* [TAREAS ESCRITAS]:
A: Responde, según el texto sobre los libros acerca de la selva y la extinta guerrilla de las FARC:
(i) ¿Con quiénes se conversó y qué cargo o condición tiene cada uno?
(ii) ¿En qué año se publicó el segundo libro?
(iii) ¿En qué ponen el foco los dos libros?
B: Retoma el texto sobre los libros acerca de la selva y la extinta guerrilla de las FARC y continúalo a partir de su última oración.

Para ahondar más en esta historias que de una u otra forma se desmarcan de la narrativa tradicional de la guerrilla que gira en torno a la violencia y el horror, conversamos con Carmen Millán, Directora del instituto y con Andrés Castaño, estudiante de la maestría y quien hizo parte de ambos laboratorios. El primer de estos libros fue lanzado el año pasado y el segundo se publicó este 2022; ambos dan cuenta de historias emocionantes, a veces trágicas, a veces esperanzadoras alrededor de esa gran cobija que fue la selva para la extinta guerrilla de las FARC que desde 2012 hasta 2016, comenzó y firmó los Acuerdos de Paz con el gobierno colombiano con el fin de apostarle a nueva visión política.
Y aunque esos contextos de la paz y la guerra están presentes, algunas veces más que otras en las narraciones, lo interesante de estos dos libros es que ponen el foco en unas sensibilidades, unas remembranzas amarradas a la tierra, ese espacio que paradójicamente se benefició de la guerra y que al tiempo representó —y sigue representando— un lugar de disputa de derechos de todas las formas de vida.

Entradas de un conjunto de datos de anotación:
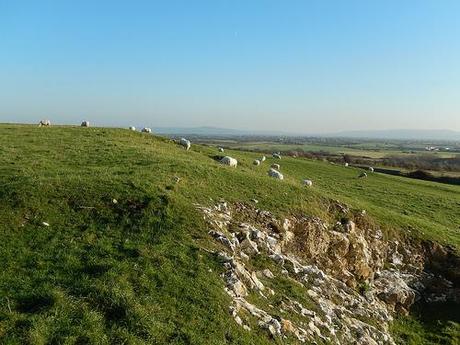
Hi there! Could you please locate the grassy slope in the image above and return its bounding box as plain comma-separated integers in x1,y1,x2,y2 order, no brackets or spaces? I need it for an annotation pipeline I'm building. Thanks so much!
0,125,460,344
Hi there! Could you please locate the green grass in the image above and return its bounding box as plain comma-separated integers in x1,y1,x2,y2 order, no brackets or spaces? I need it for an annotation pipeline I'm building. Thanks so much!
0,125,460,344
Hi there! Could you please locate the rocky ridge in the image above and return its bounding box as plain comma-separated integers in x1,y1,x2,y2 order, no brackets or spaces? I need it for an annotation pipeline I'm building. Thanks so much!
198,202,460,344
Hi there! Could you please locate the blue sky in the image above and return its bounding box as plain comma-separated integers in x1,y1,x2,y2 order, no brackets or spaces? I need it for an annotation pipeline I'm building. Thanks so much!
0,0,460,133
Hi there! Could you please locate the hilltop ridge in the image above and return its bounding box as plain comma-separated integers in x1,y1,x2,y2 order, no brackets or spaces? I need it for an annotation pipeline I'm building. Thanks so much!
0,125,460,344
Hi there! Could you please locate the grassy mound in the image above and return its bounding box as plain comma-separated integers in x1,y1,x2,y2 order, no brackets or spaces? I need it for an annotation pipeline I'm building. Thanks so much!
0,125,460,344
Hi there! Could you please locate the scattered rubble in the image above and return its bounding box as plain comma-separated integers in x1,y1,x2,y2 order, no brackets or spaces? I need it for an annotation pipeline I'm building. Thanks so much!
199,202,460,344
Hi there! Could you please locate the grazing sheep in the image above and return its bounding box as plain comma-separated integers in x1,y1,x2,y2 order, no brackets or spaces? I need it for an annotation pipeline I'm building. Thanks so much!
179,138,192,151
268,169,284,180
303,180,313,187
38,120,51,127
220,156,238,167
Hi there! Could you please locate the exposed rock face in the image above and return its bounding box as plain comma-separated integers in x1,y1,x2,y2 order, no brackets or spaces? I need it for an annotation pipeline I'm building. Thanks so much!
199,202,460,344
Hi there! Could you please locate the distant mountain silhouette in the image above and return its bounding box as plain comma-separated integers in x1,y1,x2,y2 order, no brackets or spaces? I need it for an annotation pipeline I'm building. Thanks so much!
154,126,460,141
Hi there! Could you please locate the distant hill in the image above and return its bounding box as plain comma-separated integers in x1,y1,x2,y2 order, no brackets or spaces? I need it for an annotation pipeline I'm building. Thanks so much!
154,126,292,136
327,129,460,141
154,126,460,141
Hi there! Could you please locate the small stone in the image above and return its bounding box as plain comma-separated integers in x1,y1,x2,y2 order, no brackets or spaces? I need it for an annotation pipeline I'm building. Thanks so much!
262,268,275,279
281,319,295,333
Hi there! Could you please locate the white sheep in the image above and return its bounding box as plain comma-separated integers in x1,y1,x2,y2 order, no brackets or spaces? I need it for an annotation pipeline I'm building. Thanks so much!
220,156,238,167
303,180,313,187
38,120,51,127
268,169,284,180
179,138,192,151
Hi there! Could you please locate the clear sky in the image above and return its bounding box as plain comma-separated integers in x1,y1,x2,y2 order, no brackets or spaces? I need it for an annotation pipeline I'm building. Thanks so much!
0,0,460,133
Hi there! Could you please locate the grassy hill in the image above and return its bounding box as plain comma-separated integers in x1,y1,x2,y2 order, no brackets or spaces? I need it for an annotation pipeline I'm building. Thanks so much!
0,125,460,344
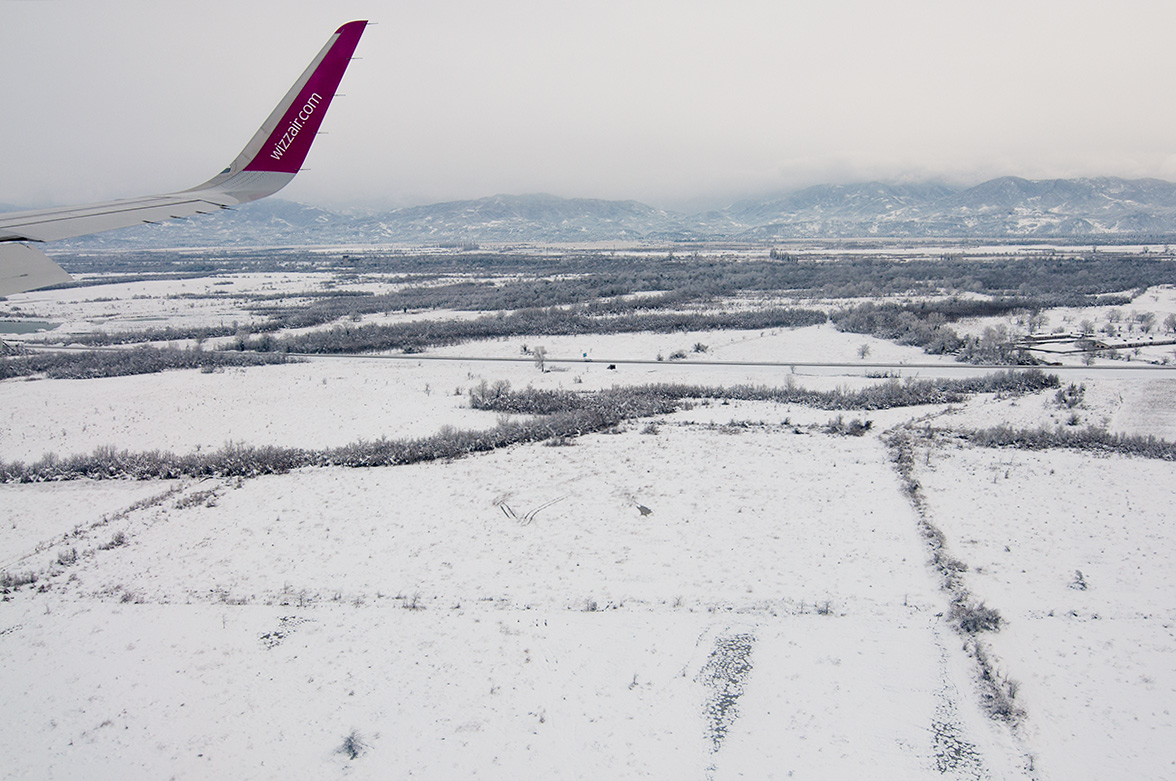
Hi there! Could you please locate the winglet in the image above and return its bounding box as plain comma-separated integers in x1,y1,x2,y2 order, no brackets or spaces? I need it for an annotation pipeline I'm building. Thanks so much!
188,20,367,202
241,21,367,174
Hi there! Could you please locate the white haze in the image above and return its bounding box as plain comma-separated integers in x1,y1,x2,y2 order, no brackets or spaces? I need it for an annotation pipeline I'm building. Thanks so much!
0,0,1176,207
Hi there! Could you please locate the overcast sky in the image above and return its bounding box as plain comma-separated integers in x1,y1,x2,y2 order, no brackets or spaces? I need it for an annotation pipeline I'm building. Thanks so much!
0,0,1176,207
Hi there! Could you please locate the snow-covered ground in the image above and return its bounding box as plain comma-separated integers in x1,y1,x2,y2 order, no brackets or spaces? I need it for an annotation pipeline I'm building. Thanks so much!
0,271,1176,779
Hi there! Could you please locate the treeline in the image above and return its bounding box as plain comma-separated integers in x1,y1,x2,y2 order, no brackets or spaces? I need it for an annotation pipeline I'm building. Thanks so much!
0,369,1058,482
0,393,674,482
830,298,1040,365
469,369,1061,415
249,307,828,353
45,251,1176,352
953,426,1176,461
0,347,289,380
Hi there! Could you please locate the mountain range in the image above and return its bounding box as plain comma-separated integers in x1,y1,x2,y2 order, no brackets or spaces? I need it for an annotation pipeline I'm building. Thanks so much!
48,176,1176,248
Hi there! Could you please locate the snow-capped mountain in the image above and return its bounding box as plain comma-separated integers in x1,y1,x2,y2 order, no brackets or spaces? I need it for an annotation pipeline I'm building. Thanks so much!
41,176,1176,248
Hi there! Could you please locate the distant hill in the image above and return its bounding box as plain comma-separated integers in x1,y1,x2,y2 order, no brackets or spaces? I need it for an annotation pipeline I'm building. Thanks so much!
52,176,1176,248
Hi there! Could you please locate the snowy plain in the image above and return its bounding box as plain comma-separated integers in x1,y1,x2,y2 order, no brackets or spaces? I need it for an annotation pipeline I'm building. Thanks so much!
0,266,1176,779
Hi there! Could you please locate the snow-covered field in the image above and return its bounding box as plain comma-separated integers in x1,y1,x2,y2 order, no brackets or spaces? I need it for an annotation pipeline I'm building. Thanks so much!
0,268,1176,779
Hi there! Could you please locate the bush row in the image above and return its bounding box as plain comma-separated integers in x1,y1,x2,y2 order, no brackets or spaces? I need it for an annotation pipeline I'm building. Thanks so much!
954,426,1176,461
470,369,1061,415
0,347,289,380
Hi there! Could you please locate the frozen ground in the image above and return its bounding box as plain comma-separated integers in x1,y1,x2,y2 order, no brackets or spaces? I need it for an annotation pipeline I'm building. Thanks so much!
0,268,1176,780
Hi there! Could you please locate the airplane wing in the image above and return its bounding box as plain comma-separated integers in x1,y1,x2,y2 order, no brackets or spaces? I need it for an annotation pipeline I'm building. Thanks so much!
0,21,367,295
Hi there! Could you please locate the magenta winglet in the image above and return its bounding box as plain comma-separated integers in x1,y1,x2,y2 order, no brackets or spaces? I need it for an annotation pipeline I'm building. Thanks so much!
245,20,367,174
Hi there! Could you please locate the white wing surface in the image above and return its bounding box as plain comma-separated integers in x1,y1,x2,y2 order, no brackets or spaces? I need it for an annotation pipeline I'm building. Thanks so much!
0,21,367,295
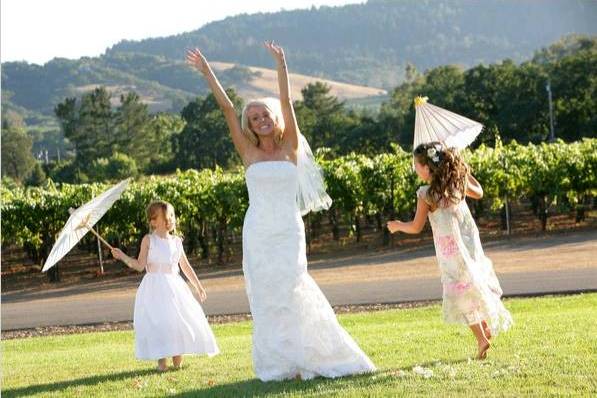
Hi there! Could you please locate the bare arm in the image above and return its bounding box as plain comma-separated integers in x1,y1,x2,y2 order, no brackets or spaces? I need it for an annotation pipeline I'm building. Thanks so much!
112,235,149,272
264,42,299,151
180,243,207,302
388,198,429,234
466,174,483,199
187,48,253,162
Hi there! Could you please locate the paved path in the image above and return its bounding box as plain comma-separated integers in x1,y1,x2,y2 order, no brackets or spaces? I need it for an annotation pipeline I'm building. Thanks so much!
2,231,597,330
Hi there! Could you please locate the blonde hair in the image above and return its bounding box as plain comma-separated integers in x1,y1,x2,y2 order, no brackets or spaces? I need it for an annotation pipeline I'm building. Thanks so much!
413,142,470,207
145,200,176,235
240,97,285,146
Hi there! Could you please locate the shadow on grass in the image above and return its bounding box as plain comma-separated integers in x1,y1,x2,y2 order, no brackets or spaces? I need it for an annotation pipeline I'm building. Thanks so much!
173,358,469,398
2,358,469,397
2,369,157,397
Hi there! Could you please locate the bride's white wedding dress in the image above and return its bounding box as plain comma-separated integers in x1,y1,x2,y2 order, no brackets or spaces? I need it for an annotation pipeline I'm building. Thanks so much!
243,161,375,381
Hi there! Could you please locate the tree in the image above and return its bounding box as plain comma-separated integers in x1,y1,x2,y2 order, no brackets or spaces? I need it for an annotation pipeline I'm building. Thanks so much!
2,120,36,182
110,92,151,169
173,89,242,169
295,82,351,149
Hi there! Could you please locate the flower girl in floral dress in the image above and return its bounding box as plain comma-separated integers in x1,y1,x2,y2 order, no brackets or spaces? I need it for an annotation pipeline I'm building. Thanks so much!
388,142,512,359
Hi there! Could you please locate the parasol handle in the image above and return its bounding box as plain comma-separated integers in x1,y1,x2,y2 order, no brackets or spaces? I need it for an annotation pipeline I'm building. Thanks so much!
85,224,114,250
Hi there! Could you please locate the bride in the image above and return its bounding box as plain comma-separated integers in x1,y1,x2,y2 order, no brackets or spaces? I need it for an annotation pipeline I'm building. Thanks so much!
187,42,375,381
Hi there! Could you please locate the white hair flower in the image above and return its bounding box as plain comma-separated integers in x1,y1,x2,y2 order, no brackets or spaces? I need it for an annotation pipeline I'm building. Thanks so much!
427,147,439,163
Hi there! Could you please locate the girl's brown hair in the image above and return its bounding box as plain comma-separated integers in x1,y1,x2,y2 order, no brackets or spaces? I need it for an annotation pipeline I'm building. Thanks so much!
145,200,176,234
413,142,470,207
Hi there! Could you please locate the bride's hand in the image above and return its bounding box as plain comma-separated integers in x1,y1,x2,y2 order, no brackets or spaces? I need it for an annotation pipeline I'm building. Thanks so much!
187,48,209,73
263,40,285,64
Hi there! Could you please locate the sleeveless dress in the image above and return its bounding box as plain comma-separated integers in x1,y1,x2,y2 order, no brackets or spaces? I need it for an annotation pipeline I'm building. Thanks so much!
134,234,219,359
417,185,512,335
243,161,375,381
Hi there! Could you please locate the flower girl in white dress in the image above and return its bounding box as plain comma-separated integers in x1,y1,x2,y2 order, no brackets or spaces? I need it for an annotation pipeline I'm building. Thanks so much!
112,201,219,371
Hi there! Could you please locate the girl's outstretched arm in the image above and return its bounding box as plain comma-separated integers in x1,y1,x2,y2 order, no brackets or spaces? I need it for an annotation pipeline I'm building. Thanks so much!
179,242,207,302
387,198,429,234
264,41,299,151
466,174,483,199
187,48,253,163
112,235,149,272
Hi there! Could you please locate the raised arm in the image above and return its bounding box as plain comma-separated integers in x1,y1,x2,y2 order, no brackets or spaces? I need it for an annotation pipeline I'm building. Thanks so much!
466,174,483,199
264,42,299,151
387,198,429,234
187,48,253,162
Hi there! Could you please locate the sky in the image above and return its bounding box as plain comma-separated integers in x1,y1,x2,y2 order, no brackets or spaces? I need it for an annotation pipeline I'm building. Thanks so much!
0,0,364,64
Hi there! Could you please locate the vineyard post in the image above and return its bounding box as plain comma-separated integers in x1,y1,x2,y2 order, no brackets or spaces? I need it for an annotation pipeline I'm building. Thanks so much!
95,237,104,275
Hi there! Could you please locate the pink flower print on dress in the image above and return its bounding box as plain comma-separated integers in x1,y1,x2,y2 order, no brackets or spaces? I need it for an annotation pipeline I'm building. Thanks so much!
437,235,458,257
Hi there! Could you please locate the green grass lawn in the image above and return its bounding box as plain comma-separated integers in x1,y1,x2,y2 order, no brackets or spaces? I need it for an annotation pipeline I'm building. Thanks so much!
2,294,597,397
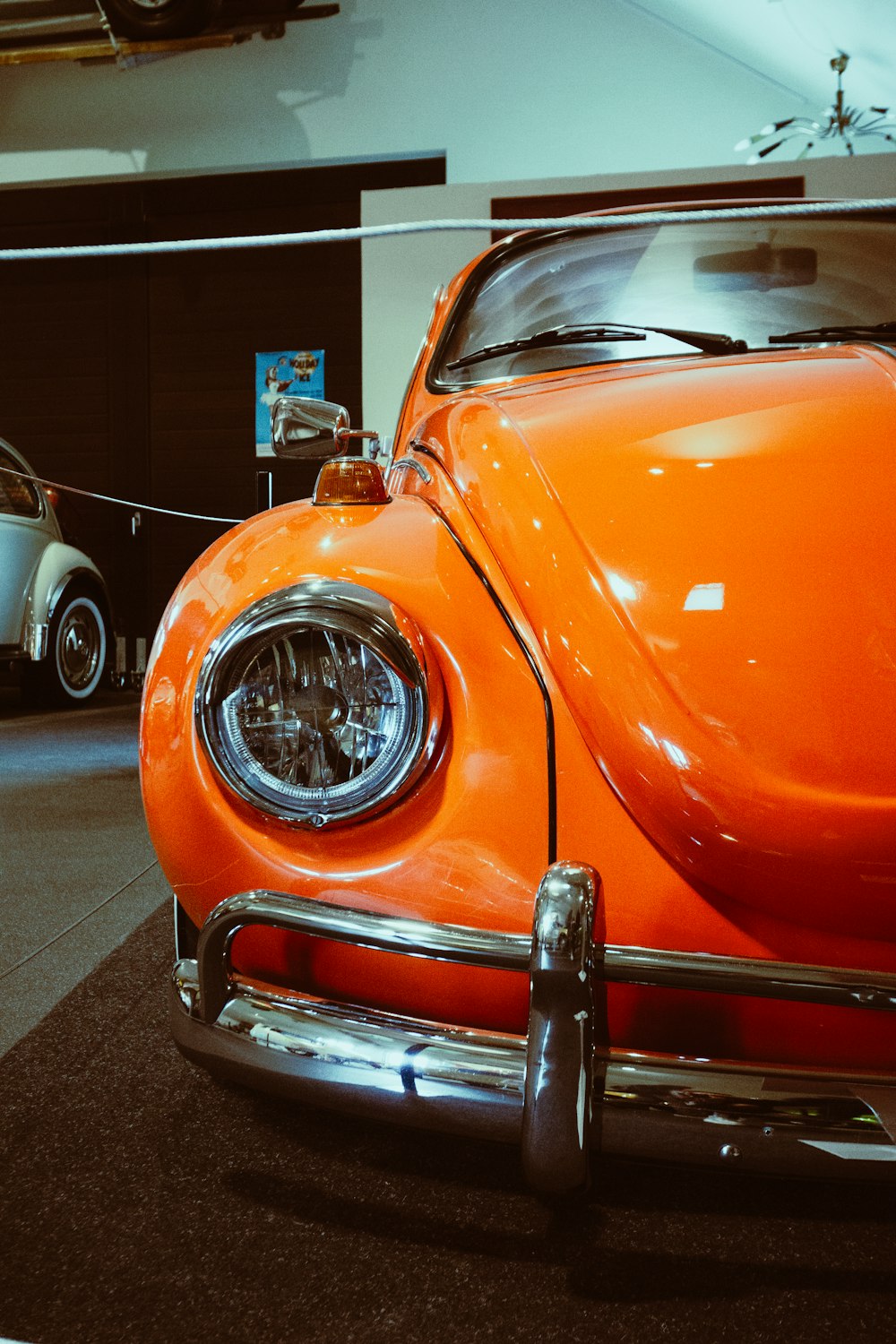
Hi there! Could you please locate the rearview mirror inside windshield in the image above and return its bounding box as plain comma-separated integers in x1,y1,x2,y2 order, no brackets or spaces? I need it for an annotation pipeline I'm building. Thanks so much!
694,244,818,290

* [RESULTADOS DEL EJERCICIO]:
A:
(i) Con Carmen Millán, directora del instituto, y con Andrés Castaño, estudiante de la maestría que hizo parte de ambos laboratorios.
(ii) En 2022.
(iii) En unas sensibilidades, unas remembranzas amarradas a la tierra.

B:
Todo comenzó con un laboratorio, un proyecto de extensión de la maestría, dice Castaño. “Se hacía una convocatoria y uno como estudiante aplicaba y ya entre los docentes escogían a las personas. De ahí salió un equipo de cuatro estudiantes: Sergio Román, artista plástico, Christian Rincón, poeta, Lisa Colorado que también escribe y yo que iba a estar encargado de la asistencia editorial y el montaje”, agrega el estudiante, quien explica también que como la respuesta del público fue favorecedora con ese primer tomo, decidieron seguir trabajando como equipo en un segundo laboratorio, esta vez enfocado no solo en la naturaleza, sino en el agua.
Con los excombatientes, con quienes pudieron ponerse en contacto gracias al Centro de Memoria, primero entablaron diálogos, donde, según Andrés, se iban revelando a sí mismos lo que querían contar. “Ellos saben que están llenos de historias, te cuentan un montón de cosas que les pasaron en la manigua, en los ríos, en todo lado, pero la parte de escribir esas historias de una forma llamativa es la más difícil”, dice.
Siempre está el caso de la persona que hace una muy buena primera versión, agrega, pero hay quienes no consiguen traducir a texto eso que cuentan tan bien hablando: no está la misma atracción verbal, las mismas cadencias. “En estos casos aplicamos ‘el método de la oreja’, el mismo que utiliza la escritora, Svetlana Alexiévich, quien escucha a las personas que estuvieron en la guerra y trata de pasar su voz de manera muy fiel al texto”, explica, diciendo que este no fue solo un reto intelectual, sino también sonoro: se trató de calcar muy bien su voz y todos sus matices.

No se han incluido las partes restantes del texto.